_The exercise_
Rewrite the records below, replacing every occurrence of "countertop" with "kitchen counter" and keeping all other text unchanged.

_Supplied data_

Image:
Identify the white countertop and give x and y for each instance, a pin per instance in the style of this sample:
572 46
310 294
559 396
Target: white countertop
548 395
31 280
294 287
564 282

_Solution for this problem_
Image:
Identify the white kitchen counter and give x and y for each instance, a pin per instance in the style of this sample:
572 46
310 294
559 396
Target: white kitchen counter
548 395
31 280
294 287
564 282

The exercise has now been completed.